■ **Set task**:
Give back exactly the lines that run from the line containing "If you could tag every instance of the raised" through the end of the listing below. Leave out every other line.

[Recorded data]
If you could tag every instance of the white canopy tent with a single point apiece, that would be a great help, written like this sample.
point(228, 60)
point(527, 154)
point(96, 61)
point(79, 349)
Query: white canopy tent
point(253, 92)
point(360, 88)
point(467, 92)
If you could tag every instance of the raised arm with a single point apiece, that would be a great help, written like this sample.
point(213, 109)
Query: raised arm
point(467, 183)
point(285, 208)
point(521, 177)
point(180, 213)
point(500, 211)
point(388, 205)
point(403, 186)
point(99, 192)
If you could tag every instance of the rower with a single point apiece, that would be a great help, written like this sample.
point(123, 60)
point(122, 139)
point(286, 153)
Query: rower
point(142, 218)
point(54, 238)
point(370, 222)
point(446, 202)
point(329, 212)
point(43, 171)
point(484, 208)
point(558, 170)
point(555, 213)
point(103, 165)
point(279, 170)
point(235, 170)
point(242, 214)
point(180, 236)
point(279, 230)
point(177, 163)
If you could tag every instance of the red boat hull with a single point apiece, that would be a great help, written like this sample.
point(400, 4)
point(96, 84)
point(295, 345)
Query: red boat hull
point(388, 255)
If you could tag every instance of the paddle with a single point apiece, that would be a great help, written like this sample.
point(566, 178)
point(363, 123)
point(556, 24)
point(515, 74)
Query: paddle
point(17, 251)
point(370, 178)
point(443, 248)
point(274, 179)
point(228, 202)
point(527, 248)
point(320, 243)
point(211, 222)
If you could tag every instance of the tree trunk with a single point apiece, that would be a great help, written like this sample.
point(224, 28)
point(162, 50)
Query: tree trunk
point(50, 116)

■ **Reply to the task**:
If you could tag every instance of the raised arm with a single point apiece, that would be a great help, written like this sample.
point(213, 109)
Query: raised arm
point(467, 183)
point(285, 208)
point(521, 177)
point(180, 213)
point(500, 211)
point(388, 205)
point(403, 186)
point(99, 192)
If you could tag every instance of the rower with a single point apiece, that would be a great help, written like this sample.
point(123, 60)
point(122, 139)
point(286, 153)
Query: rower
point(142, 218)
point(54, 238)
point(370, 222)
point(446, 202)
point(329, 212)
point(43, 171)
point(484, 208)
point(558, 170)
point(555, 213)
point(103, 165)
point(279, 170)
point(235, 170)
point(242, 214)
point(180, 236)
point(279, 230)
point(177, 163)
If you could tag every instance of the red boat hull with a single point apiece, that would be a great help, written like this sample.
point(400, 4)
point(96, 84)
point(295, 345)
Query: red boat hull
point(388, 255)
If you could tag every instance of the paddle with a single point apiece, that would be a great help, written like this sample.
point(566, 178)
point(363, 123)
point(556, 24)
point(515, 74)
Query: paddle
point(17, 251)
point(370, 178)
point(443, 248)
point(274, 179)
point(228, 202)
point(527, 248)
point(320, 243)
point(211, 222)
If you could tag every instance of the tree trunk with a single point apiece, that would be a great help, written like this sample.
point(224, 28)
point(162, 50)
Query: tree trunk
point(50, 116)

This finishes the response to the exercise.